> **TASK ITEM**: Exactly as written, restate the material below from its first line through the line containing "[[227, 71], [173, 100]]", and stop there.

> **RECORDS TO PROCESS**:
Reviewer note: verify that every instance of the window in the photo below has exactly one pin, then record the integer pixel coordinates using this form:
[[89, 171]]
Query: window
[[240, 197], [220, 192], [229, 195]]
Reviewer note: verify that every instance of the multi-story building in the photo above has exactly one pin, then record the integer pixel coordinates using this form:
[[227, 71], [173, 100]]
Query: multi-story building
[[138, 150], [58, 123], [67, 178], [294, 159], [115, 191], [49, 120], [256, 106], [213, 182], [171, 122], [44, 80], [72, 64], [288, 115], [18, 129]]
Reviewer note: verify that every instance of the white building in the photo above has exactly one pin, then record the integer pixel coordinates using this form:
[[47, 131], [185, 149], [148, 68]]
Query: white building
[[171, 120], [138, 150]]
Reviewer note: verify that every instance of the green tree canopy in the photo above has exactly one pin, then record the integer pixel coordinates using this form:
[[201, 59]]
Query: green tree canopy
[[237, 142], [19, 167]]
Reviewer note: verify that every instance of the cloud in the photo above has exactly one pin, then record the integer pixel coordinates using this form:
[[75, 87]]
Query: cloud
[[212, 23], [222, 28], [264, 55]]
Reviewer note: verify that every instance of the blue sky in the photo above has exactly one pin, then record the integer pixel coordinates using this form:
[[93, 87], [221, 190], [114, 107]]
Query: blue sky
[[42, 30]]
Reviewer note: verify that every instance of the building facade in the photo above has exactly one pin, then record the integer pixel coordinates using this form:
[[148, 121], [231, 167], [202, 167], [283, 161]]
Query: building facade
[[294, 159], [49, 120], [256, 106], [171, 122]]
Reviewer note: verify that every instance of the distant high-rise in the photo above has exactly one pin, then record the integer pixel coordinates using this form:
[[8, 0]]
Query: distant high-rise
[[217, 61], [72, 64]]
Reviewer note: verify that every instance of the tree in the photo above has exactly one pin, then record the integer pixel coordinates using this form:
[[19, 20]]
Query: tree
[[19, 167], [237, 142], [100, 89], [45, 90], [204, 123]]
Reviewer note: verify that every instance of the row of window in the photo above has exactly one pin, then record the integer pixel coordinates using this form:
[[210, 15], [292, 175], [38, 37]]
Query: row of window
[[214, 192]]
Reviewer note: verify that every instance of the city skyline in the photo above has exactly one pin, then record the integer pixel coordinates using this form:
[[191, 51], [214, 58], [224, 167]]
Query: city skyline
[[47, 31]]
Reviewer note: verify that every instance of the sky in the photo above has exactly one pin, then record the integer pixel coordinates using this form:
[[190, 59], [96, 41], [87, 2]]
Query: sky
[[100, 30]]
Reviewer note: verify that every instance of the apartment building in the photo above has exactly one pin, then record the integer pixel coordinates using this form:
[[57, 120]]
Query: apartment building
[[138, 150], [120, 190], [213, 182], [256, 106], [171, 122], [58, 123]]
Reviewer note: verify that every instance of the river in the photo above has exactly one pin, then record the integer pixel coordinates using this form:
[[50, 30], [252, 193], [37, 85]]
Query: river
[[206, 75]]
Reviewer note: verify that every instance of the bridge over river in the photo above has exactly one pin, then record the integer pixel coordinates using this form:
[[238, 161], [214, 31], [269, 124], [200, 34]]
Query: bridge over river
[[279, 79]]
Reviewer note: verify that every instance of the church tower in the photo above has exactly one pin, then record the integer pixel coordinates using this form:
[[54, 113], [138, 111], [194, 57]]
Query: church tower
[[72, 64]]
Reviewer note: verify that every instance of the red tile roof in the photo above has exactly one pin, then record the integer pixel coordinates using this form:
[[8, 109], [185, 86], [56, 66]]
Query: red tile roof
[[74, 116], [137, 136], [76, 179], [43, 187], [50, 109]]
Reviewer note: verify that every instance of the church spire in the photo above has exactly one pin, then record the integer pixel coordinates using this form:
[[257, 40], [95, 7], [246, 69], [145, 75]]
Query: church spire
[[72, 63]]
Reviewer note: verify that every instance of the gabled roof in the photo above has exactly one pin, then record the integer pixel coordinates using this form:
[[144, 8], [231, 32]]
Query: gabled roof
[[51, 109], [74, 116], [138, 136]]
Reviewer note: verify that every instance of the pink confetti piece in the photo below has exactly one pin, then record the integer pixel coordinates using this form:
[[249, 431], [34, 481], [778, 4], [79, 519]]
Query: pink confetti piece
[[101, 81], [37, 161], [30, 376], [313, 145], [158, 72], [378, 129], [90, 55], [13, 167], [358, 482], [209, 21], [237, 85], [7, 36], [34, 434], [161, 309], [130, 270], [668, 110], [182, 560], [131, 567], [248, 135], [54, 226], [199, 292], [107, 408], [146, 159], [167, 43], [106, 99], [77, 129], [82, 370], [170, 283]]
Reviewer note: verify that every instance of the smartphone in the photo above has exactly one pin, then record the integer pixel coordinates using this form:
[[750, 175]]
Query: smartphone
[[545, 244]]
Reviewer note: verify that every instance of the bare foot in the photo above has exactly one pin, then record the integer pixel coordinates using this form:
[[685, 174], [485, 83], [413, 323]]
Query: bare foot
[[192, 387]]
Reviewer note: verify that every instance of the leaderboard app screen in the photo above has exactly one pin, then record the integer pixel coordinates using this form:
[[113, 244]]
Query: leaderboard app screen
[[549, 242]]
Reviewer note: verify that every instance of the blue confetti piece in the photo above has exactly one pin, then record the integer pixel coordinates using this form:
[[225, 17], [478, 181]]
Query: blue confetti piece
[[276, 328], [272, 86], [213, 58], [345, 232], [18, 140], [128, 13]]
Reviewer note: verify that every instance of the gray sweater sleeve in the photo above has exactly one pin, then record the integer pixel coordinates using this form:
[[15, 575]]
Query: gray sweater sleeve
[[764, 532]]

> **SOLUTION TO THIS PROBLEM**:
Reviewer note: verify that every instance of the window in the photo below has exactly one pin, then record the integer pixel coordinates using this form:
[[89, 171]]
Query: window
[[240, 197], [220, 192], [229, 195]]
Reviewer note: verify that every instance of the multi-story building in the photo above has exactly one pin, then record the integer pixel coordinates using this form:
[[227, 71], [173, 100]]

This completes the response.